Textauszug —
..........
Artikel 30 Absatz 3 EUStA-Verordnung enthält eine weitere wichtige Einschränkung der Verpflichtungen aus Absatz 1: Danach können mitgliedstaatliche Rechtsvorschriften an die in Absatz 1 Buchstabe c, e und f genannten Ermittlungsmaßnahmen zusätzliche Bedingungen oder Anwendungseinschränkungen knüpfen. Insbesondere können sie die Anwendbarkeit der in Absatz 1 Buchstabe e und f genannten Ermittlungsmaßnahmen auf einen Katalog von bestimmten schweren Straftaten beschränken. Die Regelung des Absatzes 3 erlaubt es daher, die nach deutschem Recht bestehenden Beschränkungen in Bezug auf besonders eingriffsintensive Ermittlungsmaßnahmen (§§ 100a, 100c, 100f, 100g, 100h und 100i StPO) auch - und abweichend von der lediglich an das Höchstmaß von vier Jahren anknüpfenden Regelung in Absatz 1 - in Bezug auf Ermittlungsverfahren der EUStA anzuwenden. Die Bundesregierung beabsichtigt, von dieser Regelung Gebrauch zu machen, und wird die entsprechende Liste der EUStA gemäß Artikel 117 der EUStA-Verordnung übermitteln.
..........
Bereitgestellte Angaben —
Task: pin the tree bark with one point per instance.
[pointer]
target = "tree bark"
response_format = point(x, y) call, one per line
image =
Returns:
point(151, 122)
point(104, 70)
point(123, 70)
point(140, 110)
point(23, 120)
..........
Deine Aufgaben —
• 1. Welche Ermittlungsmaßnahmen aus Absatz 1 dürfen mitgliedstaatliche Rechtsvorschriften laut dem Textauszug zur EUStA-Verordnung auf einen Katalog bestimmter schwerer Straftaten beschränken?
• 2. Knüpf an den Textauszug zur EUStA-Verordnung nach seinem letzten Satz an und schreib ihn weiter.

Antworten je Aufgabe —
• 1. Die in Absatz 1 Buchstabe e und f genannten Ermittlungsmaßnahmen.

• 2.
Gemäß Artikel 30 Absatz 4 EUStA-Verordnung, sind die Delegierten Europäischen Staatsanwälte befugt, zusätzlich zu den in Absatz 1 genannten Maßnahmen andere Arten von Maßnahmen zu beantragen oder anzuordnen, die ihnen in ihrem Mitgliedstaat in vergleichbaren Fällen zur Verfügung stehen. Darunter fallen zum Beispiel die Wohnraumüberwachung gemäß § 100c StPO, die akustische Überwachung außerhalb der Wohnung gemäß § 100f StPO, der Einsatz verdeckter Ermittler gemäß § 110a StPO sowie die Durchführung einer Quellen-Telefonüberwachung (Telekommunikation mittels Laptop, PCs oder IP-Telefonie) gemäß den §§ 100a Absatz 1 Satz 1 bis 3, Absatz 5, 100e StPO.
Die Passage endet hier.